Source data
....

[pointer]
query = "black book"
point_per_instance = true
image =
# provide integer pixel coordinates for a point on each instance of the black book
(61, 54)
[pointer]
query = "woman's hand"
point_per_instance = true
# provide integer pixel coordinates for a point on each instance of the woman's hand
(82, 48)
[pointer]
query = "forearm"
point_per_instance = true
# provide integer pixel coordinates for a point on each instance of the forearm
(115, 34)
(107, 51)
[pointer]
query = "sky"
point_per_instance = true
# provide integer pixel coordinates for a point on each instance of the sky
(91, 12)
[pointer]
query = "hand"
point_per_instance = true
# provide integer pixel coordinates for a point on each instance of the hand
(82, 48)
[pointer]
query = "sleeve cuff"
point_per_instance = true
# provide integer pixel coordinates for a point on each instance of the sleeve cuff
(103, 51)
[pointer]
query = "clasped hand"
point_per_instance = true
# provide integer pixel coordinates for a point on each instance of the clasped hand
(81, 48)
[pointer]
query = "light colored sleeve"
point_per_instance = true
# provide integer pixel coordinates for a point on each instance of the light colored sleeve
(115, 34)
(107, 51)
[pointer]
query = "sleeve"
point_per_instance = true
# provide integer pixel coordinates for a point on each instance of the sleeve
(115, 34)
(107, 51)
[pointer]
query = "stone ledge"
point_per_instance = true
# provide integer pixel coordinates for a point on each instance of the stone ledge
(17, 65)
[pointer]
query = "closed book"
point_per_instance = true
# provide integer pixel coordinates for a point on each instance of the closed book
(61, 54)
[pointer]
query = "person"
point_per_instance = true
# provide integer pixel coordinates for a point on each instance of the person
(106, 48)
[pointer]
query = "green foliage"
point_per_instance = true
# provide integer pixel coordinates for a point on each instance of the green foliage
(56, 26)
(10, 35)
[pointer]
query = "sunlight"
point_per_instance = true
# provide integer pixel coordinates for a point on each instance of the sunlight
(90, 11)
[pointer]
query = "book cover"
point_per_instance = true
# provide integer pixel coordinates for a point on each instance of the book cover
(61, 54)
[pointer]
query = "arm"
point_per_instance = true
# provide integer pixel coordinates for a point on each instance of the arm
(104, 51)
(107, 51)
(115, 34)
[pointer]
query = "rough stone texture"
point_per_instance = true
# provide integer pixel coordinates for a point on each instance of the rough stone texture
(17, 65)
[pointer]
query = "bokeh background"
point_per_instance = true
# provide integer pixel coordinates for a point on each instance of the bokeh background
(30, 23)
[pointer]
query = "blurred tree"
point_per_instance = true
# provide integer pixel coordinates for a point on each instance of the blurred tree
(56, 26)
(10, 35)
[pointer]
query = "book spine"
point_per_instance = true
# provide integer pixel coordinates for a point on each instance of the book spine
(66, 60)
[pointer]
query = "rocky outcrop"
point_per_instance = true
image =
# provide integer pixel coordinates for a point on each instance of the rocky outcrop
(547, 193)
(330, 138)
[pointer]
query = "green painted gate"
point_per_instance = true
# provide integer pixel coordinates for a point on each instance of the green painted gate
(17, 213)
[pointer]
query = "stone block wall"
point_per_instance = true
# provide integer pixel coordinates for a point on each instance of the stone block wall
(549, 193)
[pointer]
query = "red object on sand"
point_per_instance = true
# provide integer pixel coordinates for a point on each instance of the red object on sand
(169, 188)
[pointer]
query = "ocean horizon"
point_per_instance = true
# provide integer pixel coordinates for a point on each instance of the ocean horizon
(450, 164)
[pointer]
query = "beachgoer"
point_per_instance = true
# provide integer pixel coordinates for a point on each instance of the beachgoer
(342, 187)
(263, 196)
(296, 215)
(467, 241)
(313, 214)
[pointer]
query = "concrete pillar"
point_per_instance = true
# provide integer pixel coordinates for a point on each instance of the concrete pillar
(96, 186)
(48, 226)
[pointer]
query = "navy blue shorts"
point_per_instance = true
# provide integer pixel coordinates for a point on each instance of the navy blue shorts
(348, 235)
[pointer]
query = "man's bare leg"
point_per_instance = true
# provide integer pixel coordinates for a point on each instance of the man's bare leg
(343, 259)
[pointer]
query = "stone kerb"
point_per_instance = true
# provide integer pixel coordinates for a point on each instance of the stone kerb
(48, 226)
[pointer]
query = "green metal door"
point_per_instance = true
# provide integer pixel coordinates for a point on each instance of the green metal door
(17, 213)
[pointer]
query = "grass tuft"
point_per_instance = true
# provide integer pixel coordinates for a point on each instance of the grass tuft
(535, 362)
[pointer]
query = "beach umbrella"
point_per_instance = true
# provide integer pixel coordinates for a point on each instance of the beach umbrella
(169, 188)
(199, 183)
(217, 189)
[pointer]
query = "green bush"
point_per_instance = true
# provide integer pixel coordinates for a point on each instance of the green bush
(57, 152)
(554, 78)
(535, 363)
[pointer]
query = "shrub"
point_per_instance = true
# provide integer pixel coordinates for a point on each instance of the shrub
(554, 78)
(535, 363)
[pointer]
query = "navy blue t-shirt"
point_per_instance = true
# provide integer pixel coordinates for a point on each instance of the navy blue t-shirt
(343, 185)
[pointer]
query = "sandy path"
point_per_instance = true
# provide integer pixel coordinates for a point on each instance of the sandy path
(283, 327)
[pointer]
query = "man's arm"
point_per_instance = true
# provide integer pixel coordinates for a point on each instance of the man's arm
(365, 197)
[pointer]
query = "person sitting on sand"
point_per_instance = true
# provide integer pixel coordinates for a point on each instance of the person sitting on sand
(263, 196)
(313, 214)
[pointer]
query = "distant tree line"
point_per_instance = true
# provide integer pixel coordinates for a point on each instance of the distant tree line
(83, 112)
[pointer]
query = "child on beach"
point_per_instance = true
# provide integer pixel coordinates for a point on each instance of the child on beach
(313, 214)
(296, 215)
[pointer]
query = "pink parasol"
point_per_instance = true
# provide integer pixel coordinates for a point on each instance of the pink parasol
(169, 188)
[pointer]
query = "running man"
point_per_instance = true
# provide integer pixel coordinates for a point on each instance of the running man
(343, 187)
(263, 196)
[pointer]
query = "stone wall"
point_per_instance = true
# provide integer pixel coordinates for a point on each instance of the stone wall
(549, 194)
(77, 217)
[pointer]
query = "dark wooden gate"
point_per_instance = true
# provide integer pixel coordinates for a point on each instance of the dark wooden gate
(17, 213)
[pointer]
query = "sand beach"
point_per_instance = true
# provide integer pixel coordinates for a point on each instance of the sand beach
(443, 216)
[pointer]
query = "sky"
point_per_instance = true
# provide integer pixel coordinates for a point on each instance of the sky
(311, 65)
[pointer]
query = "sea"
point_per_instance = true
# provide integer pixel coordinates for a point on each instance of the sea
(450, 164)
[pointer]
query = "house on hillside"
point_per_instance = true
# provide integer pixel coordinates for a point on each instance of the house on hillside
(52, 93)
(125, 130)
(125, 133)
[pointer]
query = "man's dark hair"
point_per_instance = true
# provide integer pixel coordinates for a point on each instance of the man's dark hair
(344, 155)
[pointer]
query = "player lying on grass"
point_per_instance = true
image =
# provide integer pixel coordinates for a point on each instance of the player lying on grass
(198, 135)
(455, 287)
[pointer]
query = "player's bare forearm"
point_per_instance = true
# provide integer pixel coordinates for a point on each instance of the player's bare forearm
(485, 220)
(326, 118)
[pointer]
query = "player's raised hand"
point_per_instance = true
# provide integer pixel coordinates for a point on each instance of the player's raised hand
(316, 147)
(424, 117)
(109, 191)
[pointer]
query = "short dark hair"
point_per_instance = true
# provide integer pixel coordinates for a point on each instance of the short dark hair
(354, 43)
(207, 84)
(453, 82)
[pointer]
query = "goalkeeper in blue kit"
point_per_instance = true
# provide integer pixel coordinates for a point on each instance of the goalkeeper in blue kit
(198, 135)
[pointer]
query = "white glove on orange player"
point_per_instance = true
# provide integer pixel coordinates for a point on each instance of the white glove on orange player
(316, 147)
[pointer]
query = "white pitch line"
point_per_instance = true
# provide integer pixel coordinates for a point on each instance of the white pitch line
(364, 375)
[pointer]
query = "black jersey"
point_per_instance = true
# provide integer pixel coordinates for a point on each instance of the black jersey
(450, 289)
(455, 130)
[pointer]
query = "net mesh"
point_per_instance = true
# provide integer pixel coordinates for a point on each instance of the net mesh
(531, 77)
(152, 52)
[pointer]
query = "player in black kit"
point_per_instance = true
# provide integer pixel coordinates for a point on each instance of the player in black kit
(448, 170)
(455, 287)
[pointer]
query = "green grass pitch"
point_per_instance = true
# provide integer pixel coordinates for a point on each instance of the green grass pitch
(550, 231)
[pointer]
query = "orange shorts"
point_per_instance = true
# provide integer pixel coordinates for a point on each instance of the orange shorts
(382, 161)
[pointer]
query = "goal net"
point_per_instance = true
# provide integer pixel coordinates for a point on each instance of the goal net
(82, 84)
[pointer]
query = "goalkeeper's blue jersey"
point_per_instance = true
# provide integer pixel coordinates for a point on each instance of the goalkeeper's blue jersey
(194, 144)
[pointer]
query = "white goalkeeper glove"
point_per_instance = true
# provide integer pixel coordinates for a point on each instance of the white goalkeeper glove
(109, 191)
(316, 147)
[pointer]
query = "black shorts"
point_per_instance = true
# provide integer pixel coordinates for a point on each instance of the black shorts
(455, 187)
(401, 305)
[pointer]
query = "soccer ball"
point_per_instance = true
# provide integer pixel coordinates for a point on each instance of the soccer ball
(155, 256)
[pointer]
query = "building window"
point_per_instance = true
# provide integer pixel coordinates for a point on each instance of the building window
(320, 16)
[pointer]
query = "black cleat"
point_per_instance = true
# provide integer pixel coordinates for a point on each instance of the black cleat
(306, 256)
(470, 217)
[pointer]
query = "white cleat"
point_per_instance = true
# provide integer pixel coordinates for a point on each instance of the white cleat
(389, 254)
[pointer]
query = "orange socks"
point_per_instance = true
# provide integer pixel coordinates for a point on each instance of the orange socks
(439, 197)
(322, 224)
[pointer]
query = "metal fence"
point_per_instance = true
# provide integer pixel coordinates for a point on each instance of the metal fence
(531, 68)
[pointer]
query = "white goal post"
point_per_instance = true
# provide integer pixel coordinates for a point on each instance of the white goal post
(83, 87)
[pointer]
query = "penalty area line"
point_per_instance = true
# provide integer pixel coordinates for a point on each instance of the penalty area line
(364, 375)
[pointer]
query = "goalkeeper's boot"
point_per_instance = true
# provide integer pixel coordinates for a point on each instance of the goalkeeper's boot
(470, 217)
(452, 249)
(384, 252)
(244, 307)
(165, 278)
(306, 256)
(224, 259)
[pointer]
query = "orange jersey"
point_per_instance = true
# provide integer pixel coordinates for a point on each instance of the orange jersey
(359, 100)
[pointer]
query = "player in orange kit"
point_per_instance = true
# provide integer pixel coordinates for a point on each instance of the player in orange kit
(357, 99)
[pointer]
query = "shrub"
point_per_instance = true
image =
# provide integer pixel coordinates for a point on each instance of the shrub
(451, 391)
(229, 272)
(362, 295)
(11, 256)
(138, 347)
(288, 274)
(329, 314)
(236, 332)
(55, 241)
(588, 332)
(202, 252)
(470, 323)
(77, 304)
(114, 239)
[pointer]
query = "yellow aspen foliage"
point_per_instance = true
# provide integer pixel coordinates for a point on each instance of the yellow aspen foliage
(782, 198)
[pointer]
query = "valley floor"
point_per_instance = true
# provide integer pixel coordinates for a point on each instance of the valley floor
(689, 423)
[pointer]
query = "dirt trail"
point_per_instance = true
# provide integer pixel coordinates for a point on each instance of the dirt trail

....

**GIVEN REQUEST**
Please report every line of the items above that contains the string "horizon", treating case as significant.

**CORRECT RESULT**
query = "ocean horizon"
# provide integer pixel coordinates for a point on each instance of the ocean horizon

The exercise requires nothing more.